(DATA SHOWN)

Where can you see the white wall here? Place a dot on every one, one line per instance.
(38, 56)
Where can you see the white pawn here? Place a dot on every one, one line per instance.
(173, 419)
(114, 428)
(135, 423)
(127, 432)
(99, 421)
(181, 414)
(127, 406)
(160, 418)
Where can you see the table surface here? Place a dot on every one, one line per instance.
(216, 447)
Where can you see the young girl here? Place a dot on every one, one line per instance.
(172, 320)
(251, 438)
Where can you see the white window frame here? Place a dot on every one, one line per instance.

(End DATA SHOWN)
(DATA SHOWN)

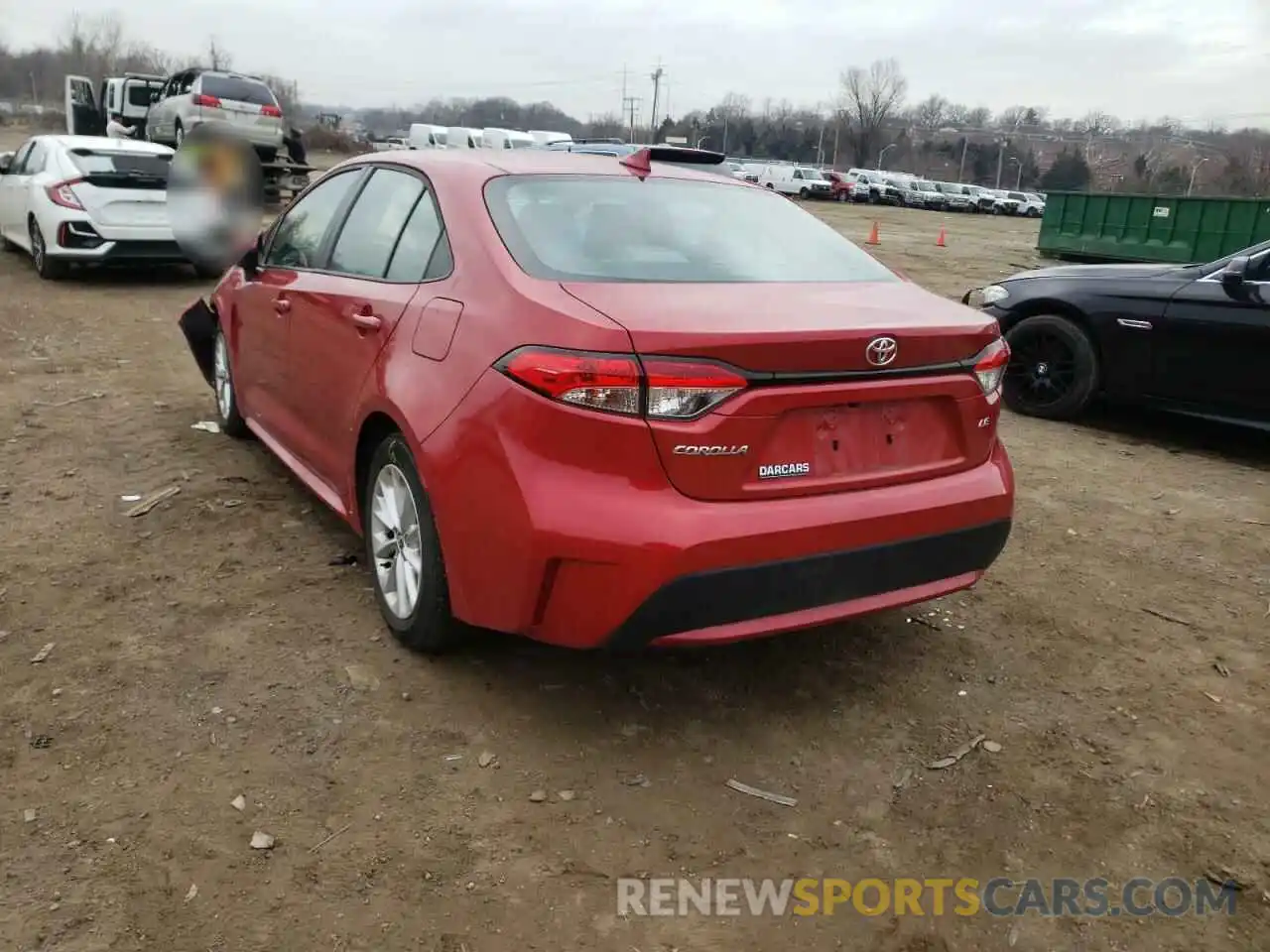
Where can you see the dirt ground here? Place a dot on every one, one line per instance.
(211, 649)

(End DATA SHOWN)

Of the lines above, retype only those from the line containing "Where can you see the white wall" through the line containing "Where can you see the white window", including both, exactly.

Where can you see the white wall here? Place a dot on every one, one line per instance.
(38, 56)
Where can you see the white pawn here? Place a dot on every one, one line per instance.
(173, 419)
(114, 428)
(135, 423)
(127, 432)
(99, 421)
(181, 414)
(127, 406)
(160, 418)
Where can you see the table surface here? Place a dot on every one, one line per instance.
(216, 447)
Where can you see the young girl here? Place a dot on every one, one line per instance.
(172, 320)
(251, 438)
Where can you see the white window frame here? Place a dot on every one, one line per instance.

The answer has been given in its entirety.